Ivanovo-Voznesensk (since 1932 Ivanovo) from the middle of 1920s to the middle of 1930s was one of the cities of the USSR where the most interesting and ambitious architectural projects of that time were most fully realized.
This large textile center, being a usual city of the Shuya district of the Vladimir province, was given the status of the main city of the newly formed "red province" in the summer of 1918, and from 1929 to 1936 it was the capital of the Ivanovo industrial region, which included the modern Vladimir, Kostorma, Yaroslavl and Nizhny Novgorod region.
For a short time there was made an infrastructure, corresponding to the city new administrative status. New factories, schools, kindergartens, hospitals, banks, clubs, a railway station, a hotel, a post office, a cinema, a circus, a factory-kitchen, a polytechnic institute, a mass action theater, an international children's home, an electrical substation, rabochie poselki and social towns.
Architectural experiments implemented in Ivanovo-Voznesensk include the construction from standard apartment buildings of rabochie poselki made within the framework of the city-garden; the factory buildings, administrative buildings and apartment buildings in the style of constructivism; ensemble of the Polytechnic Institute in the style of "proletarian classics" or "red Doric"; post-constructivist structures. Such famous Moscow and Leningrad architects as V. Vesnin, I. Golosov, I. Fomin, S. Gruzenberg, D. Fridman, S. Zhuk, A. Vlasov, A. Staborovsky and local architects V. Pankov, A. Panov, S. Minofiev, N. Kadnikov worked in the city.
Some projects were not implemented, some of the buildings in the late 1930s and the 1950s changed their design, but up to now dozens of architectural monuments of that era have been concentrated in the city.

**Using the information**
1. Name every Moscow and Leningrad architect that the passage on Ivanovo-Voznesensk architecture says worked in the city.
2. Answer from the passage on Ivanovo-Voznesensk architecture:
(a) In what year did Ivanovo-Voznesensk become Ivanovo?
(b) During which years was the city the capital of the Ivanovo industrial region?
(c) Which province included the Shuya district that the city belonged to?
The material that comes next is separate from the passage on Ivanovo-Voznesensk architecture.

Point localization data:

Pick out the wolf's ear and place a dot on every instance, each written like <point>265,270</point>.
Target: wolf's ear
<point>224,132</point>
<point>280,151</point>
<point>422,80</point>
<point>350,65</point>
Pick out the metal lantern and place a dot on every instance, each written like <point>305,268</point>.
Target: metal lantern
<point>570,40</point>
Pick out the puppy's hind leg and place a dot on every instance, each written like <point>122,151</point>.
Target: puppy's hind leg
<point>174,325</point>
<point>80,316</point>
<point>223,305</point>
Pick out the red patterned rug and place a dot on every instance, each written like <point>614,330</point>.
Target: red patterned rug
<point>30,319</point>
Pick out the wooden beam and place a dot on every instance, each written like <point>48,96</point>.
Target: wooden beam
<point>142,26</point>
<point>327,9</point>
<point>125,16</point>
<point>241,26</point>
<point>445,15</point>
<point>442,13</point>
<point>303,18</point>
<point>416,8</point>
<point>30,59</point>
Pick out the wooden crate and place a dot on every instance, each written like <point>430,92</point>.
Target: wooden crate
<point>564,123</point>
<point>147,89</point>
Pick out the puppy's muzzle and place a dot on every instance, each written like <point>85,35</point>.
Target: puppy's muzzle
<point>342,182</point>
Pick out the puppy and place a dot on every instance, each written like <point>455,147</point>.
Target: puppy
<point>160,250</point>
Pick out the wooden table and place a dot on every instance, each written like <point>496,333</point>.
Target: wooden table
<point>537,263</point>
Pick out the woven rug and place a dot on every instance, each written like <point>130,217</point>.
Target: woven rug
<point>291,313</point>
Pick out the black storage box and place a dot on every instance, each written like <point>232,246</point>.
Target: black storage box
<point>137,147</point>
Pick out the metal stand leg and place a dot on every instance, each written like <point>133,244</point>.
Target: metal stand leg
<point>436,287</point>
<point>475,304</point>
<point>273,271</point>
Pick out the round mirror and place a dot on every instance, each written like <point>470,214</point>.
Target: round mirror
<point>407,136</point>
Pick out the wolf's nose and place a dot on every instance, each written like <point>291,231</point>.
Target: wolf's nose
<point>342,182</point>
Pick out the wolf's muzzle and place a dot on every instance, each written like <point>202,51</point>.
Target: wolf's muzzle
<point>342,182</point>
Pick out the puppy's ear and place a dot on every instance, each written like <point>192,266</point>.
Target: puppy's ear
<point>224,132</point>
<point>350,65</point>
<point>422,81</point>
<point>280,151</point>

**Replies**
1. V. Vesnin, I. Golosov, I. Fomin, S. Gruzenberg, D. Fridman, S. Zhuk, A. Vlasov, A. Staborovsky

2.
(a) 1932
(b) 1929 to 1936
(c) The Vladimir province